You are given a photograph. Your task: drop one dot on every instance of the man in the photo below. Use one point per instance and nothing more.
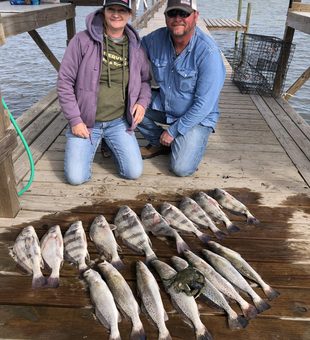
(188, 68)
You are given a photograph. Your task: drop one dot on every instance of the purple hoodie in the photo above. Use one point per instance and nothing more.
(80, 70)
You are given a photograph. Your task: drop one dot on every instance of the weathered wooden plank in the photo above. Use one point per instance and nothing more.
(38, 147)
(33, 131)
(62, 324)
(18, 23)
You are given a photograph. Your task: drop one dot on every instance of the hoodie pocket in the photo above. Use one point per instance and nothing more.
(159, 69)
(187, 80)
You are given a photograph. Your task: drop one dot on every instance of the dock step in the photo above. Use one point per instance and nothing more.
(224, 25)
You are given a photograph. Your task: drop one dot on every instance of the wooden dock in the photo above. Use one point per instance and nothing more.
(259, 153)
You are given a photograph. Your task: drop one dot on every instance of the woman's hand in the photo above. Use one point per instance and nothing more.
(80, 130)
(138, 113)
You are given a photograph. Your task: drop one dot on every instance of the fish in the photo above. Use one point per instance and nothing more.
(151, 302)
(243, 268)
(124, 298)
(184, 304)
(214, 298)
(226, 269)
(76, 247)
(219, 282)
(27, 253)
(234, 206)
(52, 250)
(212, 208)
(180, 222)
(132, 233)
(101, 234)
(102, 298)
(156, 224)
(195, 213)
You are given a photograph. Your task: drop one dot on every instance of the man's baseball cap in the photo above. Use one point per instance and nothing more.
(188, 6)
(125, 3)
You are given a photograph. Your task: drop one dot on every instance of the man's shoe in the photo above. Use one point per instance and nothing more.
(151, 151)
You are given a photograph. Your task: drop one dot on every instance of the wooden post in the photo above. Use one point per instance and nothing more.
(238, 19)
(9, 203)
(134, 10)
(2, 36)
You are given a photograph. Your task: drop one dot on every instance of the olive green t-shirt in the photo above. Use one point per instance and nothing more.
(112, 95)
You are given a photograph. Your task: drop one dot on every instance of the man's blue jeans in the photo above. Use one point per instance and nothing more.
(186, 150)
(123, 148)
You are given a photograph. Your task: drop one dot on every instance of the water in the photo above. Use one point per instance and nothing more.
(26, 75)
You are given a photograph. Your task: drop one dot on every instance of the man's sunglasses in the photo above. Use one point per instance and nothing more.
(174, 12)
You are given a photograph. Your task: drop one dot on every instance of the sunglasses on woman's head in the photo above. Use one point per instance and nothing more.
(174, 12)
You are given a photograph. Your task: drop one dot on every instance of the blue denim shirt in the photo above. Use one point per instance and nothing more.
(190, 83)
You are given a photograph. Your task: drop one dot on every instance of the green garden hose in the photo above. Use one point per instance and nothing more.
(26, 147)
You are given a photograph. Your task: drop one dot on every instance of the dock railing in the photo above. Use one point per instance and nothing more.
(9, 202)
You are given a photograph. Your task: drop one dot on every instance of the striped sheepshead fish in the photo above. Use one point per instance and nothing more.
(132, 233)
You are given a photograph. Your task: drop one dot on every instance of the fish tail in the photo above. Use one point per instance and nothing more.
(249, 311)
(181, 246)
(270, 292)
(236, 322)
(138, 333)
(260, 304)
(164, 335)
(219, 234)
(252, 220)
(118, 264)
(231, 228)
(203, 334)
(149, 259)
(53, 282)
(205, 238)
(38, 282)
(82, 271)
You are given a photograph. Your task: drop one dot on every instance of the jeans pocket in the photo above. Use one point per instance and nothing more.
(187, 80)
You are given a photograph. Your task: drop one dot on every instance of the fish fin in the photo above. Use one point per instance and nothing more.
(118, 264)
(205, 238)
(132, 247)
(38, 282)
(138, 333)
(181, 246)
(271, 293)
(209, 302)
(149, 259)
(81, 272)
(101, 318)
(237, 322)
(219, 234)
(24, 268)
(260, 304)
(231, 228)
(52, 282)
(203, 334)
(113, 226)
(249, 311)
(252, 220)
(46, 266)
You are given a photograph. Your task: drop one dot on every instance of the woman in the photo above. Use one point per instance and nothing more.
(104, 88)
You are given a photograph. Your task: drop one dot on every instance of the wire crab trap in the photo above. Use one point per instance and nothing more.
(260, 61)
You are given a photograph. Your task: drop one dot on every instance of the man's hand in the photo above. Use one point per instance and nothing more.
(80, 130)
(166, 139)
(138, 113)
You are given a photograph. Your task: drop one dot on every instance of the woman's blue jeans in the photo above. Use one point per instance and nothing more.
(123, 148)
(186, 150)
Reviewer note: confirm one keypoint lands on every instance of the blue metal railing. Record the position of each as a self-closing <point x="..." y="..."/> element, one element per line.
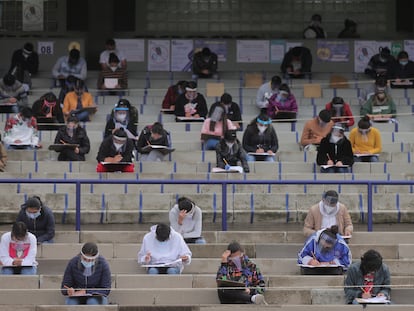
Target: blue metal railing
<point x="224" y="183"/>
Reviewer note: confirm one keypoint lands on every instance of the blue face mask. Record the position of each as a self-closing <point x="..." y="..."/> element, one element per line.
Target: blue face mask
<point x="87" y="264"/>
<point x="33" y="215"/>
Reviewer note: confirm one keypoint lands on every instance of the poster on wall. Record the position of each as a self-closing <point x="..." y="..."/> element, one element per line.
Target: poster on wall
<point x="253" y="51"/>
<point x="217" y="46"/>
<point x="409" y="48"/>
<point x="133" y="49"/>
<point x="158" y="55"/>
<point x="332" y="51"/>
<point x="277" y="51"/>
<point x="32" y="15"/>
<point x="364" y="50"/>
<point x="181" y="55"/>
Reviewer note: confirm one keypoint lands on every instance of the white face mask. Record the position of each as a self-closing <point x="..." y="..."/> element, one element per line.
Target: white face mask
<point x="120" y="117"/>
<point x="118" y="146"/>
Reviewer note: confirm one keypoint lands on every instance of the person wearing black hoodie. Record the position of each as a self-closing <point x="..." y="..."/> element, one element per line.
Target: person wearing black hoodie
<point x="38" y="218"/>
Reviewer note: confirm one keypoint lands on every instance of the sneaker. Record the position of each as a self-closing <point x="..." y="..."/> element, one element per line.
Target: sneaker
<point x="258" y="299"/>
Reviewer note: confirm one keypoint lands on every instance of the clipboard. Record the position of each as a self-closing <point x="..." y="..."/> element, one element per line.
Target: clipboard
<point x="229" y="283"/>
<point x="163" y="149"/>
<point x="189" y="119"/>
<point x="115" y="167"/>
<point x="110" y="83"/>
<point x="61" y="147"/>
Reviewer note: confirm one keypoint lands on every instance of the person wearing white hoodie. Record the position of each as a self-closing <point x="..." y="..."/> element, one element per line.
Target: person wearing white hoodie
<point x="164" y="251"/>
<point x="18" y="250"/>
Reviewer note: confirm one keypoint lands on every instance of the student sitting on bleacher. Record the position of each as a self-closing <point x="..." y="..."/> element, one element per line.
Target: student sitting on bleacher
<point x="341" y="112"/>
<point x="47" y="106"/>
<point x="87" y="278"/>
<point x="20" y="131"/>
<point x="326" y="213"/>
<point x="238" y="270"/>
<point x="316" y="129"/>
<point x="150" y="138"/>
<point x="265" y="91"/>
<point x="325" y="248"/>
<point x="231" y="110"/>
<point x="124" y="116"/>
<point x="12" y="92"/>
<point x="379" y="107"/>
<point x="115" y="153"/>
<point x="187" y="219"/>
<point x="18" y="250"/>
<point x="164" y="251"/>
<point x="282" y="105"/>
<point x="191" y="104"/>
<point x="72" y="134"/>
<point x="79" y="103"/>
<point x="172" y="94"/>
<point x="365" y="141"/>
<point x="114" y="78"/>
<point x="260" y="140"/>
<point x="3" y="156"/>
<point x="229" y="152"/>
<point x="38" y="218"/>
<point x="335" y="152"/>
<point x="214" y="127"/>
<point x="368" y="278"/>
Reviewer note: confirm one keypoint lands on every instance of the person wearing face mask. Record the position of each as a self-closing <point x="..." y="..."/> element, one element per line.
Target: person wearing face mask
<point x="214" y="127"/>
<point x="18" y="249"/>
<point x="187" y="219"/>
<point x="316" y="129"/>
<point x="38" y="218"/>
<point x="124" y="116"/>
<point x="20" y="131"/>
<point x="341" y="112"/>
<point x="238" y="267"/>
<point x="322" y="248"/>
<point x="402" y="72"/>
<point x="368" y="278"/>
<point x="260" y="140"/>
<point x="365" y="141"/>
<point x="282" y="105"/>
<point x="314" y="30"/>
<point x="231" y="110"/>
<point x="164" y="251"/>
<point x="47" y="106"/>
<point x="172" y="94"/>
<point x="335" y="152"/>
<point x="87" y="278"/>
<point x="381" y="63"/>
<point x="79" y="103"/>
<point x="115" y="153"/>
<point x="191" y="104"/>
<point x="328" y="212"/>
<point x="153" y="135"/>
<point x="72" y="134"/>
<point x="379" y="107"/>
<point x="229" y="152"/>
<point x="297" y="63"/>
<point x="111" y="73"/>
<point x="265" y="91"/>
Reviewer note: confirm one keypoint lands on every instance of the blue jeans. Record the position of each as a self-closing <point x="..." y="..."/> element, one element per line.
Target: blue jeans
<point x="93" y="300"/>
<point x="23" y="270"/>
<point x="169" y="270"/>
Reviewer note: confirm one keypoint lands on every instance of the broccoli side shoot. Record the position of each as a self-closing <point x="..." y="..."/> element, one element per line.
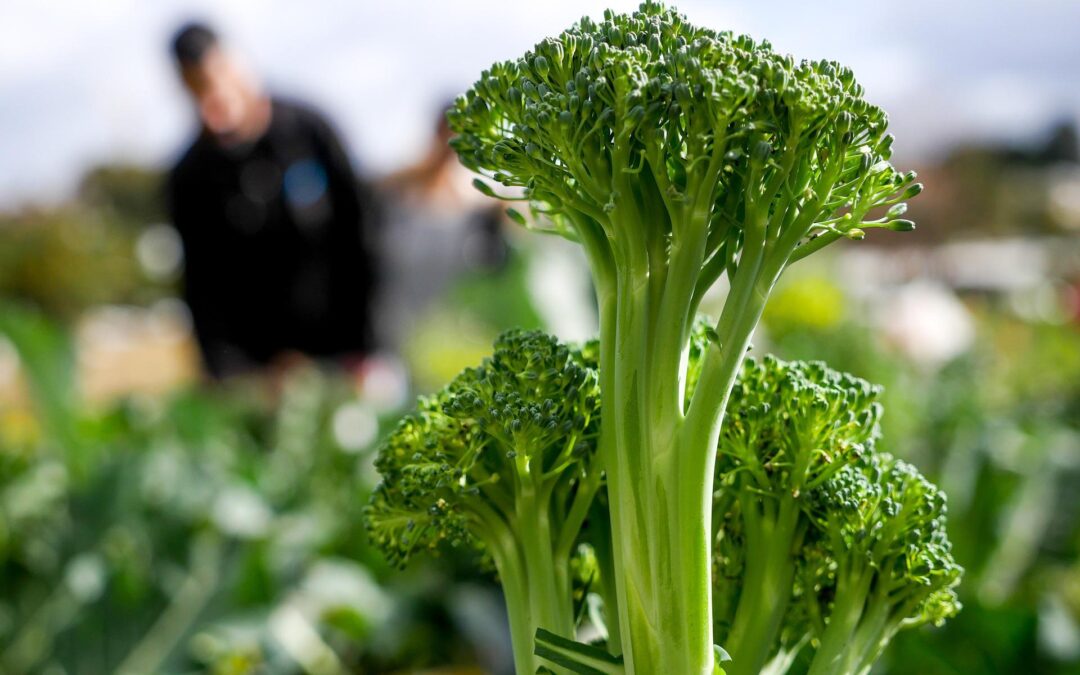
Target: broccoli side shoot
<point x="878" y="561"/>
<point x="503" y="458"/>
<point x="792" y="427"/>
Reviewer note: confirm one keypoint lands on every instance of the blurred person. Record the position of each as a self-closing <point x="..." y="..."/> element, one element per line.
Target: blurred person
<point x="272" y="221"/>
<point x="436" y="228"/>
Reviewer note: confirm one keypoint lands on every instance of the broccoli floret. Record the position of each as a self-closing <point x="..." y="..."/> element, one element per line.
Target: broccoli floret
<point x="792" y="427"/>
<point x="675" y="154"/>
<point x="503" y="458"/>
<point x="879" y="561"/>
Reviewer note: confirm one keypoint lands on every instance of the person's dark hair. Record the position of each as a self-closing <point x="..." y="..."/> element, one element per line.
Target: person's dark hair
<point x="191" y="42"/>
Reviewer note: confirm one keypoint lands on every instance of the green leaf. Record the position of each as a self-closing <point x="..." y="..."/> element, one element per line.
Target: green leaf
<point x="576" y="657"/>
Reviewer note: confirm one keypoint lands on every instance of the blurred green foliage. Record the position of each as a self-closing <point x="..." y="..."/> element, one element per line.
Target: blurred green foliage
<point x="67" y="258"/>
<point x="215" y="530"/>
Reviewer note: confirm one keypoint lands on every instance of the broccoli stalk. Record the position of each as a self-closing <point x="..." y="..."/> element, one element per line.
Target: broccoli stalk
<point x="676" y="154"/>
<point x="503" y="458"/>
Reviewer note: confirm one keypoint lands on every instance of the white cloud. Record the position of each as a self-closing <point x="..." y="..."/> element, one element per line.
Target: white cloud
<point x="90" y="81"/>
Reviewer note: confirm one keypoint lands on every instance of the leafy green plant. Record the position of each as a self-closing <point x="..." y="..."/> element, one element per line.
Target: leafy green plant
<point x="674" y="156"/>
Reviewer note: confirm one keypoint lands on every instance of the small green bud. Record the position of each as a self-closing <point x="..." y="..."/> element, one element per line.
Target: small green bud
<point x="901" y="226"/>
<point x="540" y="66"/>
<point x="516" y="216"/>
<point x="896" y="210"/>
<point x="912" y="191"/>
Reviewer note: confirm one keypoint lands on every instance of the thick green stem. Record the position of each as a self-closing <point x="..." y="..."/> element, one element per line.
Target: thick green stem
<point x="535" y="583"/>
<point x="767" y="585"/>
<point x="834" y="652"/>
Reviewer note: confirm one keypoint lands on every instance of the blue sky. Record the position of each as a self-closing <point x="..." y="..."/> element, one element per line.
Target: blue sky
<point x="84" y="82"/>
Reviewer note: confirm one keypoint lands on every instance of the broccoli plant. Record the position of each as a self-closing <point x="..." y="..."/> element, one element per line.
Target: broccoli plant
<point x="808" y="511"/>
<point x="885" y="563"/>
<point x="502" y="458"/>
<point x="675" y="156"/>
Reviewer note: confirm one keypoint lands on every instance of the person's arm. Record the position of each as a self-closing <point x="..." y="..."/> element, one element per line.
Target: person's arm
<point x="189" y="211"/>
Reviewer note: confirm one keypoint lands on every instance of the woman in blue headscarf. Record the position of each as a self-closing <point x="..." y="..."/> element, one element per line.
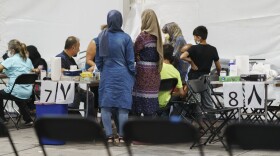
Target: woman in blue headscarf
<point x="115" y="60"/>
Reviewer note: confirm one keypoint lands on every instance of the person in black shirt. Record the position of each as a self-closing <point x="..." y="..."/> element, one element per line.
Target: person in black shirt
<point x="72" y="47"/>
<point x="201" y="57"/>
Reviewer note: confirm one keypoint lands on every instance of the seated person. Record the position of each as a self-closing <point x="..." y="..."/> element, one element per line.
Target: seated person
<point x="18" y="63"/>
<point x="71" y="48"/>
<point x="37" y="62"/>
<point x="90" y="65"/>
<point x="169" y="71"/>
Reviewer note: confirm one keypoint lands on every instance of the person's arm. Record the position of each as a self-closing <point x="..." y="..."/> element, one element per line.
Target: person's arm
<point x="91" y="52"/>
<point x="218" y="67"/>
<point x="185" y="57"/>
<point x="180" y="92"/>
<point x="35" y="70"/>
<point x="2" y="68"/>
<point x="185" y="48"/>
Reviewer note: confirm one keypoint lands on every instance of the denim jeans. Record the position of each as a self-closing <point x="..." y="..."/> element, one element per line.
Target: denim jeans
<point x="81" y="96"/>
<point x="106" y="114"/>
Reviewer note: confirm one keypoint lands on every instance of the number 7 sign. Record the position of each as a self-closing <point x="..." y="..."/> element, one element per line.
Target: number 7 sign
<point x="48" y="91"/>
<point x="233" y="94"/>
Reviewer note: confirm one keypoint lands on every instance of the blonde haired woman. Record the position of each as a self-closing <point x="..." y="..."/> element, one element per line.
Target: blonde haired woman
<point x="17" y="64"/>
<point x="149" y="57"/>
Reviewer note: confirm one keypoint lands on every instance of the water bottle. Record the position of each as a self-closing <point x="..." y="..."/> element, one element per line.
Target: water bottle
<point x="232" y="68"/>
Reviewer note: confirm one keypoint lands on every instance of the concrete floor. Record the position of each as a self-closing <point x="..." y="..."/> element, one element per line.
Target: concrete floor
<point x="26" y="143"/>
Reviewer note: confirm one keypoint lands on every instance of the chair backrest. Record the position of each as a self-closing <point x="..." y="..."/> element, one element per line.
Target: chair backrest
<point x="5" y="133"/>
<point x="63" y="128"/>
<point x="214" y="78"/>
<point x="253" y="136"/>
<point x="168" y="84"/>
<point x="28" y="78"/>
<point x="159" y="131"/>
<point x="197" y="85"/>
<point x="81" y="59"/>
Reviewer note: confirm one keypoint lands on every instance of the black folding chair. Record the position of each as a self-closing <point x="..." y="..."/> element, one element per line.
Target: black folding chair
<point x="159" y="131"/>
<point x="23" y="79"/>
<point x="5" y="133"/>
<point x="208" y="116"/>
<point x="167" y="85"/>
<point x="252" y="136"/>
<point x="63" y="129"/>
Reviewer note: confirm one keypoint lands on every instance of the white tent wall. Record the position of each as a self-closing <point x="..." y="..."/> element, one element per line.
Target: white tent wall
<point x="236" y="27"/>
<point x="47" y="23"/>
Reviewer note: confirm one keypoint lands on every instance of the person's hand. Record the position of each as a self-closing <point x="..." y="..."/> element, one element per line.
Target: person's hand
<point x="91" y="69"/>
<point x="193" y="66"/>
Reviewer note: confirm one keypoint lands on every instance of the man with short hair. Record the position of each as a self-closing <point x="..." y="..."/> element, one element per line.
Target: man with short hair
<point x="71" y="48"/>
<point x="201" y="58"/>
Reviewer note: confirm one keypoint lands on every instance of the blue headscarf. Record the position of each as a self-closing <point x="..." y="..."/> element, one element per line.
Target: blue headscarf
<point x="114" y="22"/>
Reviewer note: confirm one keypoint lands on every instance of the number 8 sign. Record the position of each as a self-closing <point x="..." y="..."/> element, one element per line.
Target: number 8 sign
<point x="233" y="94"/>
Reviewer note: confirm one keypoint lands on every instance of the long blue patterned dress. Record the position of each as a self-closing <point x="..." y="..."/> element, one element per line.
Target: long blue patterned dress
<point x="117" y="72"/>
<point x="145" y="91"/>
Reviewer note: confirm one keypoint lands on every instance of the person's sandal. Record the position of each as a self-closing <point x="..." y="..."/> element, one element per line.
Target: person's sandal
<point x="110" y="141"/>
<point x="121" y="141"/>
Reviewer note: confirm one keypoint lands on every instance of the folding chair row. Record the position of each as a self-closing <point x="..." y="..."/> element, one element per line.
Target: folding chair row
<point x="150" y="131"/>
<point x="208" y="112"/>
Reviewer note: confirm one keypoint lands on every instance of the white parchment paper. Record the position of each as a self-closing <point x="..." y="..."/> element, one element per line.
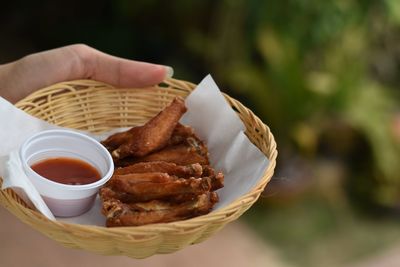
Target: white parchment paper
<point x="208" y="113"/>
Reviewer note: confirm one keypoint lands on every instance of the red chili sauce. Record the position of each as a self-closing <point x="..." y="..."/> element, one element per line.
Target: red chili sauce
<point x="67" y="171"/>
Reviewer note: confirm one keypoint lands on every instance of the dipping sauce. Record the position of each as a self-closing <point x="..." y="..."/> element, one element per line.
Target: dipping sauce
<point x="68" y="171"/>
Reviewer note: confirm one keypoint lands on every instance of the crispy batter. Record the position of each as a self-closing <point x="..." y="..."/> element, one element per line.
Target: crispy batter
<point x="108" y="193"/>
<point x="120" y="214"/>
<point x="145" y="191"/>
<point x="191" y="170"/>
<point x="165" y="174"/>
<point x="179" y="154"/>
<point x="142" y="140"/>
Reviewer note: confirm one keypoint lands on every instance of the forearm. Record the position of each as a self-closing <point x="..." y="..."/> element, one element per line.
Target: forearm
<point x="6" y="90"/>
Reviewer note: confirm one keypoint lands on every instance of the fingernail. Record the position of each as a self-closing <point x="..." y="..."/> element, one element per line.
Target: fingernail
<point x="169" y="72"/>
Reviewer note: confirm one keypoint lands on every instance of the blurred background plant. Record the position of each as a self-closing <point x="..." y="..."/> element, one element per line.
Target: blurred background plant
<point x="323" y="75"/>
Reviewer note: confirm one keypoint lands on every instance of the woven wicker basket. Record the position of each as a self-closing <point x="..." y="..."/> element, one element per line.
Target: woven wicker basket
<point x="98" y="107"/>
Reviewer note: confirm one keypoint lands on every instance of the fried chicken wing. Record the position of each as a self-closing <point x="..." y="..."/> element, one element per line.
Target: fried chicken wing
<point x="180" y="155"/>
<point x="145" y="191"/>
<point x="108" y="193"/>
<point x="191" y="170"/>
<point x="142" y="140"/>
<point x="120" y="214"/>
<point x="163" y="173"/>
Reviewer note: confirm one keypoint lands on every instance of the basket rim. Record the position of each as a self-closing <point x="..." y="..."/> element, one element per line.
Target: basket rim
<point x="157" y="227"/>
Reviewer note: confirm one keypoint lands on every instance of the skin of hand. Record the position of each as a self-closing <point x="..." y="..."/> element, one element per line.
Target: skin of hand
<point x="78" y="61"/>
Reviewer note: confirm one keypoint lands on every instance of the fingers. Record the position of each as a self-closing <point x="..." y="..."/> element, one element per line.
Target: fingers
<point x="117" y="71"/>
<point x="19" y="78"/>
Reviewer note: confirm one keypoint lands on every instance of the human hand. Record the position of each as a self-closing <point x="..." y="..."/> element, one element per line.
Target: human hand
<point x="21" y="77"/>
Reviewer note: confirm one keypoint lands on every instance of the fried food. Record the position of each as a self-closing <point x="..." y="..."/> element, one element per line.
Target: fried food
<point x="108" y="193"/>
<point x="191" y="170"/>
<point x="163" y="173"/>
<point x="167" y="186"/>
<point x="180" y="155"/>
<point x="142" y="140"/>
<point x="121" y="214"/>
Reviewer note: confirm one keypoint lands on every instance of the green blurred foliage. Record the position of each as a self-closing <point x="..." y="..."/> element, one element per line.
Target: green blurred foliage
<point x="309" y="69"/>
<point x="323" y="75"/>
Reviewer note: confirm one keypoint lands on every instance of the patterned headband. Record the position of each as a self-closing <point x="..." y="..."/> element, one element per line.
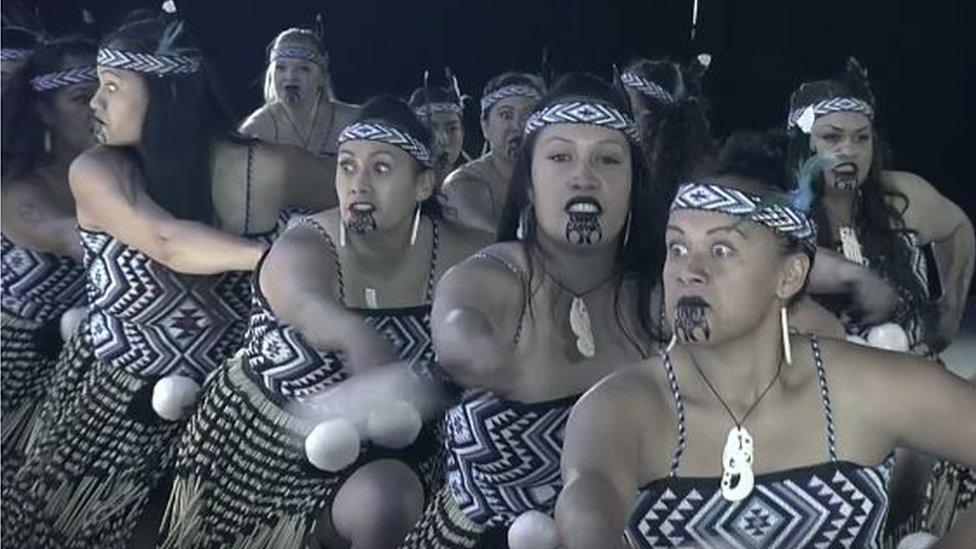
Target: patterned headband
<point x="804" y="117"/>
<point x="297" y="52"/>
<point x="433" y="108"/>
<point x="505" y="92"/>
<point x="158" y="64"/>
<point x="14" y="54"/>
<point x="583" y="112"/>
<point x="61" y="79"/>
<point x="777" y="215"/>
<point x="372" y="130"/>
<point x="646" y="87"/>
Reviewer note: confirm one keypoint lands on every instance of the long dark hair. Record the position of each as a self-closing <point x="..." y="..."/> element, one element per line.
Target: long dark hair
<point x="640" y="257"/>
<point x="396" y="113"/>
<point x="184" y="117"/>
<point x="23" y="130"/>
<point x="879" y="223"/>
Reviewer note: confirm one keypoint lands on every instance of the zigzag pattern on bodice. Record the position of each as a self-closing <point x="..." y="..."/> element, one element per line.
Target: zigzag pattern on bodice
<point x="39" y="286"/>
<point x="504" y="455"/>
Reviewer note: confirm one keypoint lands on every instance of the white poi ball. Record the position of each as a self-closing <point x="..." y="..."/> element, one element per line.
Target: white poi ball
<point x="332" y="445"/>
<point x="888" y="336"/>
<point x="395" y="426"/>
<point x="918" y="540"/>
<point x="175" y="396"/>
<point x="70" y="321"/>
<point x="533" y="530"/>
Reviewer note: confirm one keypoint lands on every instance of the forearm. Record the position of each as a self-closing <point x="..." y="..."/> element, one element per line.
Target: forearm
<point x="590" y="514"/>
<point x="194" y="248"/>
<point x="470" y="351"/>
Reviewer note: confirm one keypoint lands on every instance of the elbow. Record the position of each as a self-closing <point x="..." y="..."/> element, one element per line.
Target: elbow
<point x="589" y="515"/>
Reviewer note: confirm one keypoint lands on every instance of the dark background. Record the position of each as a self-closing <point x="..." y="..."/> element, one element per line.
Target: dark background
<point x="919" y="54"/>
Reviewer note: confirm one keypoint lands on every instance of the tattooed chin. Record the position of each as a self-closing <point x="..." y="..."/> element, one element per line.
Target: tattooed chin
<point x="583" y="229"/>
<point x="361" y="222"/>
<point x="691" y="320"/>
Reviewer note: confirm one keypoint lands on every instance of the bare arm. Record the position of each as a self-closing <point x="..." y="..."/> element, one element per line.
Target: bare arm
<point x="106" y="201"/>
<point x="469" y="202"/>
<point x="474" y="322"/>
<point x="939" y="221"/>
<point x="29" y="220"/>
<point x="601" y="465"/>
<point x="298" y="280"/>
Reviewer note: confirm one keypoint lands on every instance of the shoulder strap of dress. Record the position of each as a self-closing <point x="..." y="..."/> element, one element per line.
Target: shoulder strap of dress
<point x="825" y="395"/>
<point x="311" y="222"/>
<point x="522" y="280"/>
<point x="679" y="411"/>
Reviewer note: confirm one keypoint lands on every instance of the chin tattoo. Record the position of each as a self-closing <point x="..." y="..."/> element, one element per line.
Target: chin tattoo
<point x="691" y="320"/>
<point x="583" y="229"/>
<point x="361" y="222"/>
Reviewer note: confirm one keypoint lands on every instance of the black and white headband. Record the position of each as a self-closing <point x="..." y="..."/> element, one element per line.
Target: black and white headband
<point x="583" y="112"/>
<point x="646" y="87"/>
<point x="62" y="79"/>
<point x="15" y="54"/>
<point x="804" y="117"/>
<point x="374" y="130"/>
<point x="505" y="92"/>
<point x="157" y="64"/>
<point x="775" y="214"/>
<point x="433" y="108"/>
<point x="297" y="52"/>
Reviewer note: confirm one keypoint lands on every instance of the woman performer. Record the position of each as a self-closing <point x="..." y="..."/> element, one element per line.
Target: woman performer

○ ○ ○ ○ ○ ○ ○

§ **WORK REQUIRED**: Everything from the line containing "the woman performer." to the end of the data above should be quoted exactly, please, both ends included, and nothing outside that span.

§ **TASK RESPONSE**:
Reviewer note: confirm one keypoint lands on every instance of the woman performer. Record the position of each as a self-closing <point x="..." y="..."/> element, one element per line.
Target: woman performer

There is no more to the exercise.